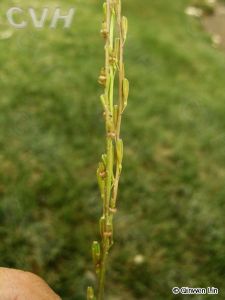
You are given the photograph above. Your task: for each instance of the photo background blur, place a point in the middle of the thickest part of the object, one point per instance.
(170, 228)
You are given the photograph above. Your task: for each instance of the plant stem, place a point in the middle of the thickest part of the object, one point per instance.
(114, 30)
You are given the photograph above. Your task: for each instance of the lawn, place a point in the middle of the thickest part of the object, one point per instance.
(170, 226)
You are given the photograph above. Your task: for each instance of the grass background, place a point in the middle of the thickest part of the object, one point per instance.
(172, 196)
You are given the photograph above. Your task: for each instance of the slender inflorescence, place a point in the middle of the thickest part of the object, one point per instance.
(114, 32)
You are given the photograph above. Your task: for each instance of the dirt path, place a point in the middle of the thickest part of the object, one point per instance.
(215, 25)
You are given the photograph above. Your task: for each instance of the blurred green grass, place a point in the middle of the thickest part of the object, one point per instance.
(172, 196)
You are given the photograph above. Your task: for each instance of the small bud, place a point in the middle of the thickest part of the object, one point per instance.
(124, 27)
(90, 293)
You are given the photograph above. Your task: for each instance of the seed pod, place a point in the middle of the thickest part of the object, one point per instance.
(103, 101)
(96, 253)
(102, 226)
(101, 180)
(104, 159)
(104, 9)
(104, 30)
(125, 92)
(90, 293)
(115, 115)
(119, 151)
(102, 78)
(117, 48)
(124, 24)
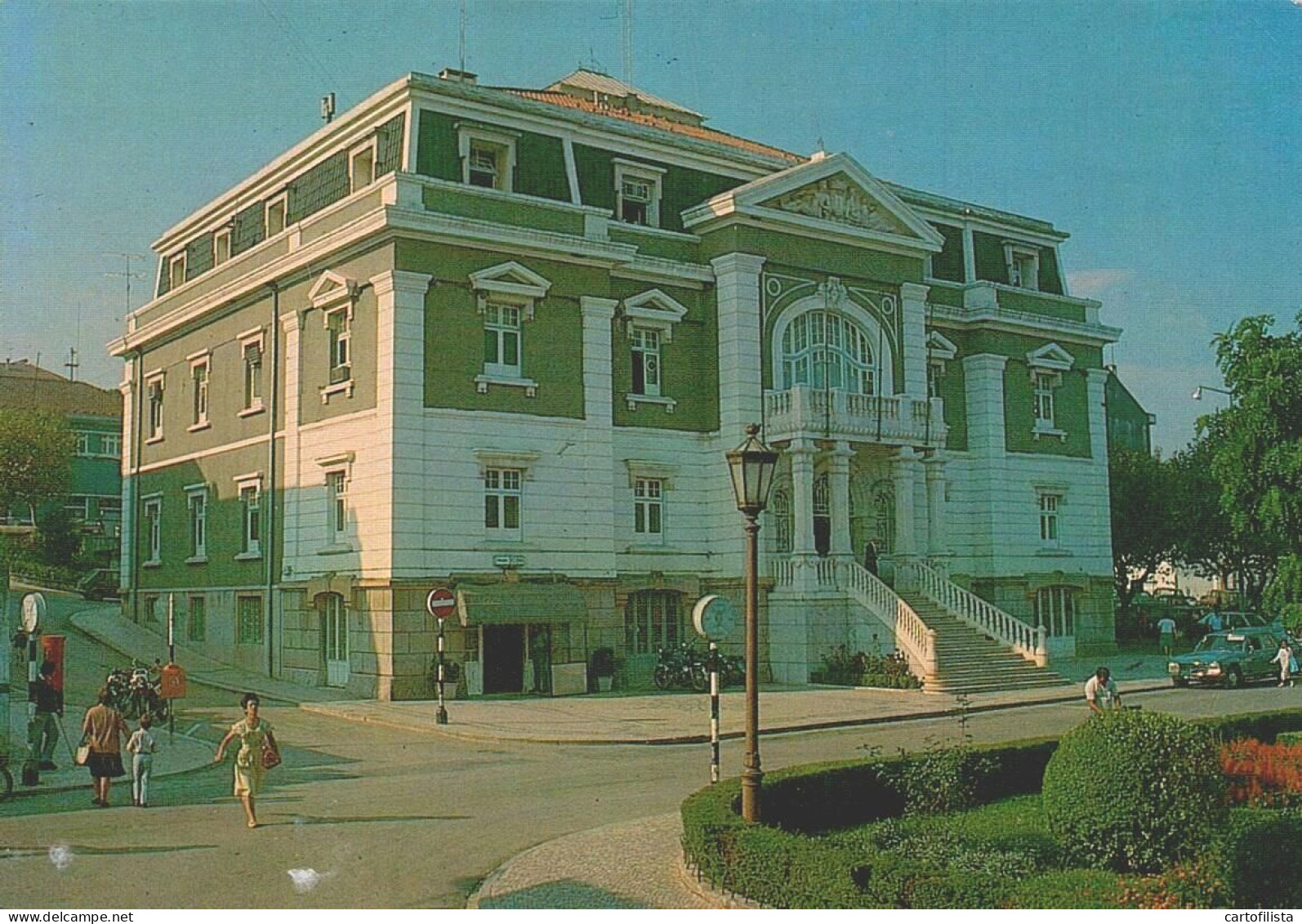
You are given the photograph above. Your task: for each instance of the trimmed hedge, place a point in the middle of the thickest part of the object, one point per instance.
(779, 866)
--
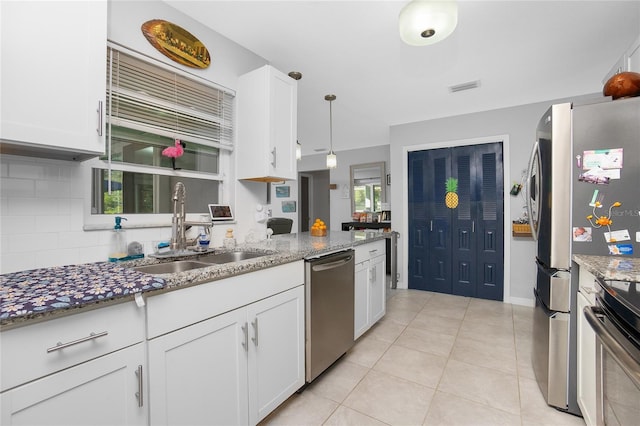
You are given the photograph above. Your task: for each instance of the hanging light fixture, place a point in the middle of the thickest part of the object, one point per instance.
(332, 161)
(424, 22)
---
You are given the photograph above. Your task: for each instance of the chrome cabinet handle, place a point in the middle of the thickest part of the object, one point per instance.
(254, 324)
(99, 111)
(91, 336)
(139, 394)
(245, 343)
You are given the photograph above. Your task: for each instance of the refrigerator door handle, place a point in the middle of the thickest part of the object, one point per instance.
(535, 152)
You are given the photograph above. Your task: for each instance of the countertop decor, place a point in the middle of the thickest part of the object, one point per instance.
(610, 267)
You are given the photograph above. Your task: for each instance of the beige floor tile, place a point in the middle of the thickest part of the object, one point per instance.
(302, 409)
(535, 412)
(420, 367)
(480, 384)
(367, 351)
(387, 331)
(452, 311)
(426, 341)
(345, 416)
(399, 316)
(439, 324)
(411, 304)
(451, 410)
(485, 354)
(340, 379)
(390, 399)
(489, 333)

» **PROBLEM STATEMENT**: Collect every line above that contains the string "grass" and copy each one in full. Case counts.

» **ANSWER FOR THIS EXERCISE**:
You are given the photograph above. Your task: for each instance of the grass background, place a point in the middle of the thickest part of the object, one point per instance.
You are given the photograph above. Your task: for each instance of the blurred green grass, place a point in the middle of the thickest part of the object, one point per instance.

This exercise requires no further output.